**GIVEN EXERCISE**: Format all of the data below as a numbered list, leaving out any blank lines.

[Source data]
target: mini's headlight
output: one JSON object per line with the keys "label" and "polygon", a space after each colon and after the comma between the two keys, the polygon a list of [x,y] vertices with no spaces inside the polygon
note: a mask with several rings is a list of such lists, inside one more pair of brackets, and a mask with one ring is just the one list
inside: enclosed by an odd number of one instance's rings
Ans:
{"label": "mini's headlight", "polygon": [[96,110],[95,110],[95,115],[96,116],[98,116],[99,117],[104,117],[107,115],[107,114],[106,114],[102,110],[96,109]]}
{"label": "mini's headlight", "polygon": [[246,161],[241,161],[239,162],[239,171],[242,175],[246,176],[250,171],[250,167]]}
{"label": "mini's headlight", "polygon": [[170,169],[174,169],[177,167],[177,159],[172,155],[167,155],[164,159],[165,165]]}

**WRITTEN ANSWER**:
1. target: mini's headlight
2. output: one JSON object per line with the keys "label" and "polygon", a space after each colon and after the comma between the two keys, the polygon a list of [x,y] vertices with no spaces inside the polygon
3. note: a mask with several rings is a list of such lists, inside one more pair of brackets, and a mask with one ring is just the one list
4. inside: enclosed by an odd number of one instance's rings
5. Ans:
6. {"label": "mini's headlight", "polygon": [[96,110],[95,110],[95,115],[96,116],[98,116],[99,117],[104,117],[107,115],[107,114],[106,114],[102,110],[96,109]]}
7. {"label": "mini's headlight", "polygon": [[246,161],[241,161],[239,162],[239,171],[242,175],[246,176],[250,171],[250,167]]}
8. {"label": "mini's headlight", "polygon": [[170,169],[174,169],[177,167],[177,159],[172,155],[167,155],[164,159],[165,165]]}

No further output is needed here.